EXERCISE GOAL: Transcribe the lines below word for word, starting at the line that contains "Expected: for every instance of the car windscreen" and ending at the final line.

AVAILABLE RECORDS:
----------------------------------------

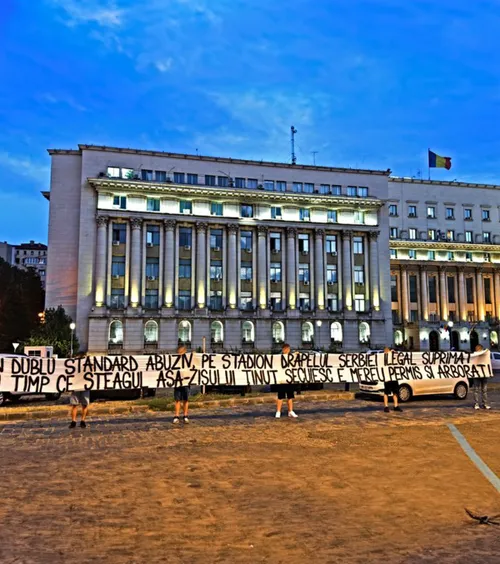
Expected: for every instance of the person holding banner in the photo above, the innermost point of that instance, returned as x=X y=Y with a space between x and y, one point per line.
x=181 y=395
x=285 y=391
x=391 y=388
x=480 y=388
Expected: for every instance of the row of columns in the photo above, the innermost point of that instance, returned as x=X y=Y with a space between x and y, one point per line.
x=289 y=265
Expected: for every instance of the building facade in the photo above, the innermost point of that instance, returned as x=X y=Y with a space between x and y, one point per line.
x=150 y=249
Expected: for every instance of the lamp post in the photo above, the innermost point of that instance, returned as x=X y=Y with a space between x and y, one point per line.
x=72 y=326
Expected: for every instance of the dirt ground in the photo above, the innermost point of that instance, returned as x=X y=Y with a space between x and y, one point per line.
x=344 y=490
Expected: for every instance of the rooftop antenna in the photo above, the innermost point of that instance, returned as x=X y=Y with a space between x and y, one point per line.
x=294 y=158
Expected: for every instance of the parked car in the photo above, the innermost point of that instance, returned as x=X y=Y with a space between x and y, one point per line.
x=409 y=388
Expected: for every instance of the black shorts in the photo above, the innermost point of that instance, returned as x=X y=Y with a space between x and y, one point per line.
x=181 y=393
x=391 y=387
x=285 y=391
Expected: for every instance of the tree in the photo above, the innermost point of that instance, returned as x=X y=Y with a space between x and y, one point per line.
x=21 y=300
x=55 y=332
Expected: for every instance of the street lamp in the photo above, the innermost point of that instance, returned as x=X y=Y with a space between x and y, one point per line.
x=72 y=326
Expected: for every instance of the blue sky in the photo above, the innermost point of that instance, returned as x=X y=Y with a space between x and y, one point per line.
x=368 y=83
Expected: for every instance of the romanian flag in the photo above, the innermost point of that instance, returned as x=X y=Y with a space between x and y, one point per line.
x=435 y=161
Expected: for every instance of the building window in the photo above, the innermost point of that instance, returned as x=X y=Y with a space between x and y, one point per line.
x=359 y=275
x=153 y=235
x=216 y=332
x=278 y=332
x=120 y=202
x=246 y=241
x=185 y=206
x=359 y=217
x=307 y=332
x=216 y=209
x=152 y=268
x=357 y=243
x=248 y=332
x=359 y=302
x=275 y=242
x=331 y=244
x=216 y=239
x=184 y=268
x=184 y=332
x=275 y=212
x=185 y=236
x=331 y=216
x=246 y=210
x=118 y=267
x=116 y=333
x=184 y=300
x=304 y=214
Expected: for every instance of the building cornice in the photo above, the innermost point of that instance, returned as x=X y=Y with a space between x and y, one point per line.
x=137 y=187
x=105 y=148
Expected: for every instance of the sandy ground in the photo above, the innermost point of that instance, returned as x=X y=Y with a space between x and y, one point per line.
x=345 y=490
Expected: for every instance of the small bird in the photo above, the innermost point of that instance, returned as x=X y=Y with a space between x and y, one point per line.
x=484 y=519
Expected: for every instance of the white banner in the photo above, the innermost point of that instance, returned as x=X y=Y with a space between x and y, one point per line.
x=48 y=375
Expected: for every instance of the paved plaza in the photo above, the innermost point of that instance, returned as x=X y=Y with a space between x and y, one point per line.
x=343 y=483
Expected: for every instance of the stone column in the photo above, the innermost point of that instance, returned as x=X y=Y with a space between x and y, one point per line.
x=319 y=265
x=262 y=266
x=169 y=262
x=443 y=294
x=101 y=255
x=480 y=294
x=232 y=273
x=135 y=262
x=462 y=295
x=374 y=273
x=201 y=264
x=291 y=233
x=424 y=294
x=347 y=271
x=404 y=295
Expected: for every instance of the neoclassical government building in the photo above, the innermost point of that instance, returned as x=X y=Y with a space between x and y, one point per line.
x=150 y=249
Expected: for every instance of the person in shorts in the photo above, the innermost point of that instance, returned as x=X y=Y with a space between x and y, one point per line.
x=391 y=388
x=79 y=398
x=285 y=391
x=181 y=396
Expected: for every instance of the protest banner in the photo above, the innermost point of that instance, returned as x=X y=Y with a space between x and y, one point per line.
x=49 y=375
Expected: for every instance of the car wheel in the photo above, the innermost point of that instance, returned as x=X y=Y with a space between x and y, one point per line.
x=461 y=390
x=404 y=393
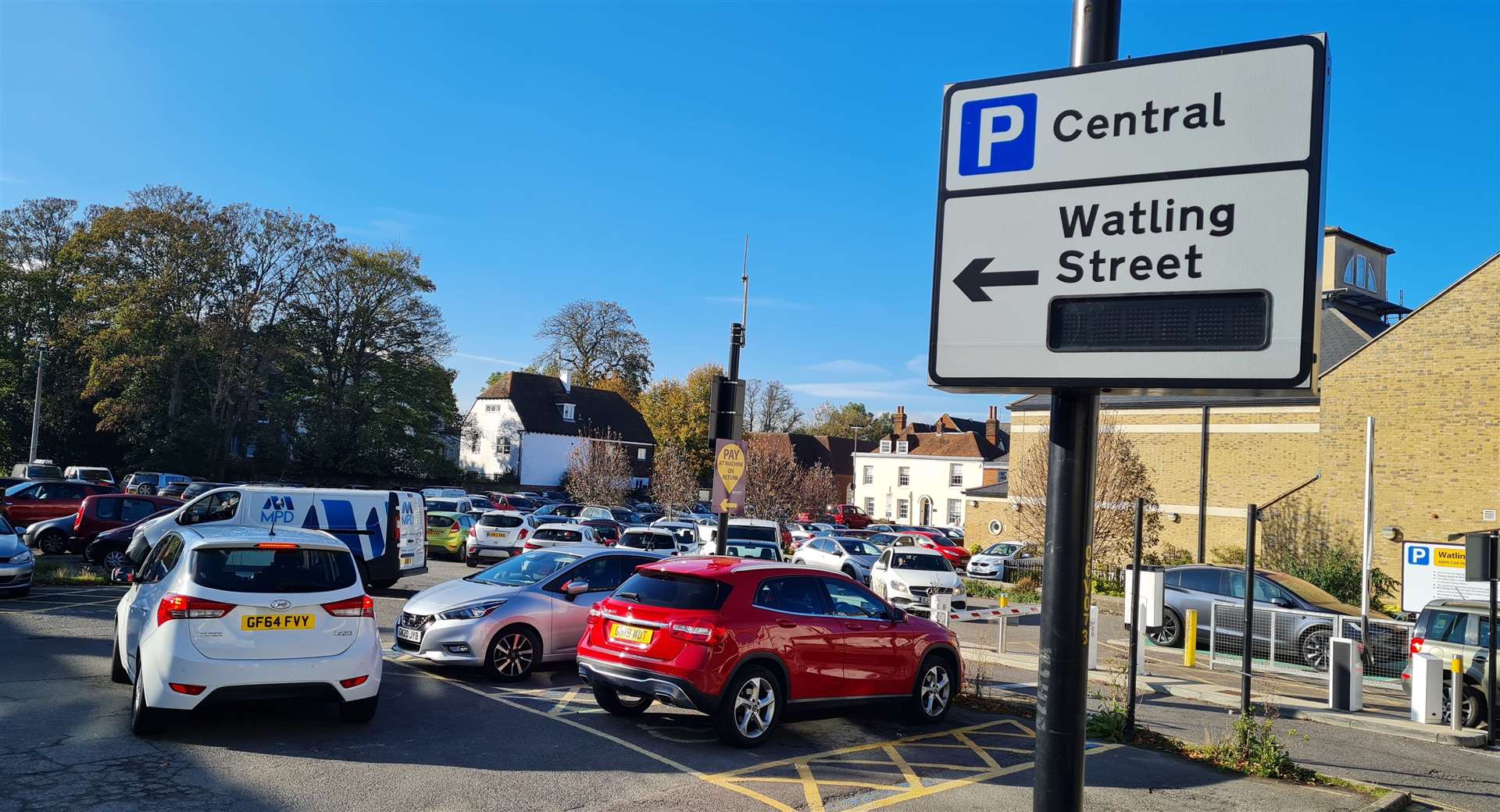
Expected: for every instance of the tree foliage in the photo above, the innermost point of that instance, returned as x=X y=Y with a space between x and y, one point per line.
x=1121 y=477
x=674 y=479
x=184 y=334
x=599 y=342
x=599 y=471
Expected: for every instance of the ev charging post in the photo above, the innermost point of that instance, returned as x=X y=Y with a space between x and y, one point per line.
x=1141 y=226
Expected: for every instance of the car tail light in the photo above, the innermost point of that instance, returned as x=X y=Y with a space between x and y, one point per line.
x=360 y=606
x=699 y=631
x=185 y=607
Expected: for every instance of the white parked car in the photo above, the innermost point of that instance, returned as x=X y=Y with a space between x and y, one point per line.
x=652 y=540
x=851 y=556
x=906 y=577
x=233 y=613
x=554 y=535
x=495 y=536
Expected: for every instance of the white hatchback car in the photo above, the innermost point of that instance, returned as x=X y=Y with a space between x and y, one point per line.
x=233 y=613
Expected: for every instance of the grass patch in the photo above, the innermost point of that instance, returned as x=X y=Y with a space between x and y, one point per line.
x=52 y=572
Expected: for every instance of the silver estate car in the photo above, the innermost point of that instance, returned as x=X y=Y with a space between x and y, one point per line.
x=525 y=610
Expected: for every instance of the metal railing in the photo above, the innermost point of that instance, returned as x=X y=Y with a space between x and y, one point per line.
x=1296 y=643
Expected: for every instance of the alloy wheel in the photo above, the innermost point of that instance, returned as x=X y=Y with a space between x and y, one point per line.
x=513 y=655
x=755 y=706
x=935 y=689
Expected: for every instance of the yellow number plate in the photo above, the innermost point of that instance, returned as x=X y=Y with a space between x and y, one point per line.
x=277 y=622
x=630 y=634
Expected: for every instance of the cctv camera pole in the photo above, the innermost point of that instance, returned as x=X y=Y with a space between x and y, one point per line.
x=37 y=402
x=1062 y=673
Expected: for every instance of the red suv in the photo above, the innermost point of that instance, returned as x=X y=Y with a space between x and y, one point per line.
x=740 y=640
x=112 y=510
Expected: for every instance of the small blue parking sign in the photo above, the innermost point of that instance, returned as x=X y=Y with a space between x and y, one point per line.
x=998 y=135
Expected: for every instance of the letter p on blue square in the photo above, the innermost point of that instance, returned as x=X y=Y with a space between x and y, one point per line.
x=998 y=135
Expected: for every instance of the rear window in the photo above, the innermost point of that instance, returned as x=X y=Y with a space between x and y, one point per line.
x=660 y=589
x=755 y=532
x=251 y=570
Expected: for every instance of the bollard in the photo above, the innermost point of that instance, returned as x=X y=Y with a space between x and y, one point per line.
x=1094 y=637
x=1190 y=640
x=1455 y=694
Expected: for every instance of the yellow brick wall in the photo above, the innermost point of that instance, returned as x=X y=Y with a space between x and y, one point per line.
x=1433 y=386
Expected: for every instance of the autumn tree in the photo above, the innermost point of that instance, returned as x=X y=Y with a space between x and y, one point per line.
x=677 y=412
x=770 y=406
x=1121 y=477
x=599 y=471
x=598 y=340
x=674 y=479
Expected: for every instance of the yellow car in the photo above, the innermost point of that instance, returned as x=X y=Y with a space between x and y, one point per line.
x=448 y=532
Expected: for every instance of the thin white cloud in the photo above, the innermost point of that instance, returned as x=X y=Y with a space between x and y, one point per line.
x=489 y=358
x=845 y=366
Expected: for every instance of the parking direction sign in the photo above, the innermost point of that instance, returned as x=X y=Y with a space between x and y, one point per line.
x=1146 y=225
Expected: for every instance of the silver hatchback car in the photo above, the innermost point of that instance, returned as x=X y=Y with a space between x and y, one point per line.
x=516 y=614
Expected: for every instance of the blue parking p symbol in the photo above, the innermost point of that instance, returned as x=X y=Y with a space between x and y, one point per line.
x=998 y=135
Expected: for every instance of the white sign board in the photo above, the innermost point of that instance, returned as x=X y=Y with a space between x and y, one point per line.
x=1436 y=572
x=1145 y=225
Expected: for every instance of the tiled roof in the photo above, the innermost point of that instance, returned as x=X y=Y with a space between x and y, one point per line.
x=536 y=399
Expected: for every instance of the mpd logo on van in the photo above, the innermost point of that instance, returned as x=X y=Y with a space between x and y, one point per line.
x=998 y=135
x=278 y=510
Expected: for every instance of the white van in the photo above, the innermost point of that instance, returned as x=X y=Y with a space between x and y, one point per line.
x=386 y=529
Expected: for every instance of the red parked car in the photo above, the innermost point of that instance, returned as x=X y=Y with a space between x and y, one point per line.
x=741 y=640
x=112 y=510
x=32 y=502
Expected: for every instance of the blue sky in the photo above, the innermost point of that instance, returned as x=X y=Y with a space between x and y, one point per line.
x=541 y=153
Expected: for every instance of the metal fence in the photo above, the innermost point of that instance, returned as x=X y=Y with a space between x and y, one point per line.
x=1295 y=643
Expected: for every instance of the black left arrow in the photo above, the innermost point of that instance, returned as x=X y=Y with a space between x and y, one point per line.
x=974 y=279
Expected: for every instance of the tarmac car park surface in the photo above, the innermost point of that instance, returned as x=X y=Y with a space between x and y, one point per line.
x=450 y=739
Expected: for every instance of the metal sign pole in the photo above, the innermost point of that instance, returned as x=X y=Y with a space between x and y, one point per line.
x=1248 y=634
x=1062 y=668
x=1134 y=624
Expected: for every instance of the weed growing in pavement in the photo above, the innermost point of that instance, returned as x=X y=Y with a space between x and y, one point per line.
x=1109 y=721
x=1252 y=746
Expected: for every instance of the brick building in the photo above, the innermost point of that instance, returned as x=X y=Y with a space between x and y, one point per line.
x=1431 y=381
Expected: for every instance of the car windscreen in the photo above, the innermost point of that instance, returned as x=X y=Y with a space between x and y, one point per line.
x=750 y=552
x=525 y=570
x=262 y=572
x=917 y=561
x=662 y=589
x=549 y=534
x=857 y=547
x=753 y=532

----------------------------------------

THE OUTPUT:
Expected: for every instance of the car windscreen in the photo above, the innermost point of that instance, returned as x=X y=Y with a space between x and y, one point per line.
x=750 y=552
x=525 y=570
x=262 y=572
x=917 y=561
x=662 y=589
x=549 y=534
x=857 y=547
x=753 y=532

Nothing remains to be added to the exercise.